DATA EXTRACT:
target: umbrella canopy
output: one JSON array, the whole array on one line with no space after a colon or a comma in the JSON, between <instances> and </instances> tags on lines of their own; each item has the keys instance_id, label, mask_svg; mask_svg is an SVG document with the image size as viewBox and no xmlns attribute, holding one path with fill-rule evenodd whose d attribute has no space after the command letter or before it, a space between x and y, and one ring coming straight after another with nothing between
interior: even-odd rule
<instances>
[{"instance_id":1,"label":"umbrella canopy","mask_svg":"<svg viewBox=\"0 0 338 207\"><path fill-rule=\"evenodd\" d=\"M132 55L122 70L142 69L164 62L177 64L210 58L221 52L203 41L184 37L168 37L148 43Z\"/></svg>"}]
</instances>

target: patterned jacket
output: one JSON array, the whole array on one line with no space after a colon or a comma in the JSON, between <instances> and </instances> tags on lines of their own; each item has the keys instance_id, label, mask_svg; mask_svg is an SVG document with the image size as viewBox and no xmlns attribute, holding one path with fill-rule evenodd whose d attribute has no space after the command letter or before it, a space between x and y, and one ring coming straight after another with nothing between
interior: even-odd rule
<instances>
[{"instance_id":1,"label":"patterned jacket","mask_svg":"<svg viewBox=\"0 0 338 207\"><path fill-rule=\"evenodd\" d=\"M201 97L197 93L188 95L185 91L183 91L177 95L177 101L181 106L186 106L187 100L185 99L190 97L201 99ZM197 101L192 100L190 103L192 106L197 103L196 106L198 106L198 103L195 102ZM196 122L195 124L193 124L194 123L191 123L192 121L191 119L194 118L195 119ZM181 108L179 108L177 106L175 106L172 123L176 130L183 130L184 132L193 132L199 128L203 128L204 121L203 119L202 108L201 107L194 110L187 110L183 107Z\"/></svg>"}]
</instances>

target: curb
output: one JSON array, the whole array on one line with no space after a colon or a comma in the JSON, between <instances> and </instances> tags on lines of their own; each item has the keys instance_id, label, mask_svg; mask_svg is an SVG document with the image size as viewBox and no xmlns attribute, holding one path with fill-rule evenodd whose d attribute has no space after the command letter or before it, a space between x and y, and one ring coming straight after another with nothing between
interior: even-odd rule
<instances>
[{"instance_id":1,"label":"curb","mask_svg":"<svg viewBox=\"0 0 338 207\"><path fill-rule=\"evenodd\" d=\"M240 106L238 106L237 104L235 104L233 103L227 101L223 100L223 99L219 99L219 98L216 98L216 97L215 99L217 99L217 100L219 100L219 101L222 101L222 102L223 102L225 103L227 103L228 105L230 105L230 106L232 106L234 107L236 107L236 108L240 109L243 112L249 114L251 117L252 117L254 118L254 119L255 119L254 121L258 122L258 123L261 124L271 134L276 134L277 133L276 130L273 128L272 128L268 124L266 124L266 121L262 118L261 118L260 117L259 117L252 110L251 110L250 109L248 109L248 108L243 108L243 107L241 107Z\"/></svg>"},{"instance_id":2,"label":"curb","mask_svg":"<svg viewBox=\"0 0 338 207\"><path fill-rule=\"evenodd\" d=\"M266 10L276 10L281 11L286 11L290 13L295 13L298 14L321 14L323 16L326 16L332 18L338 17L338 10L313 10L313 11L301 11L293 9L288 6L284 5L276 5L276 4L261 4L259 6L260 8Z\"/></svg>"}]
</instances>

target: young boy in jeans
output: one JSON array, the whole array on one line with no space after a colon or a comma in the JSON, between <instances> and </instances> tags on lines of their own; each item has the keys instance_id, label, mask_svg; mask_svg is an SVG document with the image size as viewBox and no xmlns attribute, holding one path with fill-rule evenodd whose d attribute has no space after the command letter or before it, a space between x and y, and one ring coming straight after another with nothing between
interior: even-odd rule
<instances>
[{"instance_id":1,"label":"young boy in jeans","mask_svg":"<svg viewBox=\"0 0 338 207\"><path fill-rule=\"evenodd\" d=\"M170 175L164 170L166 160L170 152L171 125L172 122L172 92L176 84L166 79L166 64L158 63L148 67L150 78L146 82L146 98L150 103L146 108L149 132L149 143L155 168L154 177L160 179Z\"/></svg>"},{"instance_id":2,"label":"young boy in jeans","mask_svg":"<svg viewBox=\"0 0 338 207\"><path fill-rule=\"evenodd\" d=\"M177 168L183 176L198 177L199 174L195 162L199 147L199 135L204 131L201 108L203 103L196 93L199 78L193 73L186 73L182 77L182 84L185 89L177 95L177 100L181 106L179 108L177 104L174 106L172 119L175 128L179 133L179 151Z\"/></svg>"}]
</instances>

REQUIREMENT: State how many lines of the listing contain the string "target". Reply with the number alone.

FINISHED TASK: 4